→ To do
a) Reproduce, word for word, the part of the Carpet thread that opens with the words containing "jerolba · 2024-08-15T09:30:19Z" and closes with "custom OuputFile, OutputStreamOutputFile.".
b) In the Carpet thread, where does the maintainer say the row group size can be tuned?
c) Continue the Carpet thread from the point where it ends.
* BEGIN Extracted text *
Does Carpet buffer the whole parquet data or only a row group? #36

javafanboy · 2024-08-15T09:06:58Z

javafanboy
Aug 15, 2024

I am looking for a way to using a normal Java program, with a minimum of libraries etc (not using Spark or Arrow for instance) , create large Parquet objects in S3 without keeping all the data in memory or store it to file first i.e. I would like to write the data to an output stream that uploads to S3. I have a stable implementation of such a stream and before starting to play around with Carpet I would like to know if it supports the use of "any output stream" and if so if it flushes data after each row group or only after writing the whole dataset including the header?

I started looking at the standard Apache Parquet library but it only seem to work with "files" and as known also have the problem with all the dependencies (I have not found any info on exactly what can be excluded in my macev file, trial and error seem time consuming).... An option to get around the file limitation is to use memory mapped files but this also seem quite time consuming given the quite sparse documentation of Hadoop files etc...

Any thoughts or advice is warmly appreciated!

jerolba · 2024-08-15T09:30:19Z

jerolba
Aug 15, 2024
Maintainer

Hi @javafanboy

Yes, Carpet supports to write to any OutputStream. I implemented explicitly this constructor to support that use case. Base Parquet library doesn't support it and I also implemented a custom OuputFile, OutputStreamOutputFile.

I've not tried, but I think that there is no issue on writing to AWS SDK OutputStream.

I'm not an expert of internal implementation, but because you write records one by one, it can not flush information by column, and must wait to the latest column of the latest record of a row group to flush the in-memory buffer. I think that this applies to any case, wherever you write, it buffers a complete row group before flushing to disk/stream. You can tune the size of row group in parquet configuration (exposed by Carpet Writer builder).

I did the work of removing dependencies by trial and error. You can see it in the gradle file: https://github.com/jerolba/parquet-carpet/blob/master/carpet-record/build.gradle#L20

0 replies

javafanboy · 2024-08-15T10:07:33Z

javafanboy
Aug 15, 2024
Author

I anyhow want a bunch of records to be written before flushing to keep performance as good as possible so row group level (that I also can control the size of) seems quite optimal. Will give Carpet a try. Another small thing, do carpet "hold on" to the object I pass in or consume it directly so I can reuse it if I want to (I am trying to do my code as "allocation free" as I can and I will process MANY small records), i.e. is the object assumed to be "immutable"...
* END Extracted text *
* BEGIN Stored data *
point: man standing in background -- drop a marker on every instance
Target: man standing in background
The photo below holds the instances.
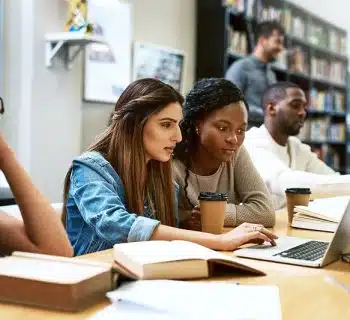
* END Stored data *
→ Task answers
a)
jerolba · 2024-08-15T09:30:19Z

jerolba
Aug 15, 2024
Maintainer

Hi @javafanboy

Yes, Carpet supports to write to any OutputStream. I implemented explicitly this constructor to support that use case. Base Parquet library doesn't support it and I also implemented a custom OuputFile, OutputStreamOutputFile.

b) In the Parquet configuration, which is exposed by the Carpet Writer builder.

c)
…

On Thu, Aug 15, 2024 at 11:30 AM Jeronimo López ***@***.***> wrote: Hi @javafanboy <https://github.com/javafanboy> Yes, Carpet supports to write to any OutputStream. I implemented explicitly this constructor <https://github.com/jerolba/parquet-carpet/blob/master/carpet-record/src/main/java/com/jerolba/carpet/CarpetWriter.java#L81> to support that use case. Base Parquet library doesn't support it and I also implemented a custom OuputFile, OutputStreamOutputFile <https://github.com/jerolba/parquet-carpet/blob/master/carpet-record/src/main/java/com/jerolba/carpet/io/OutputStreamOutputFile.java> . I've not tried, but I think that there is no issue on writing to AWS SDK OutputStream. I'm not an expert of internal implementation, but because you write records one by one, it can not flush information by column, and must wait to the latest column of the latest record of a row group to flush the in-memory buffer. I think that this applies to any case, wherever you write, it buffers a complete row group before flushing to disk/stream. You can tune the size of row group in parquet configuration (exposed by Carpet Writer builder). I did the work of removing dependencies by trial and error. You can see it in the gradle file: https://github.com/jerolba/parquet-carpet/blob/master/carpet-record/build.gradle#L20 — Reply to this email directly, view it on GitHub <#36 (comment)>, or unsubscribe <https://github.com/notifications/unsubscribe-auth/AADXQF467MELO4KY65VTWSDZRRYMBAVCNFSM6AAAAABMR3GEK6VHI2DSMVQWIX3LMV43URDJONRXK43TNFXW4Q3PNVWWK3TUHMYTAMZUGU3DIOA> . You are receiving this because you were mentioned.Message ID: ***@***.***>

0 replies

jerolba · 2024-08-15T14:08:55Z

jerolba
Aug 15, 2024
Maintainer

Yes, Carpet doesn't hold the instance and it does nothing with the object after writing it. You can reuse the instance in consecutive calls to write method.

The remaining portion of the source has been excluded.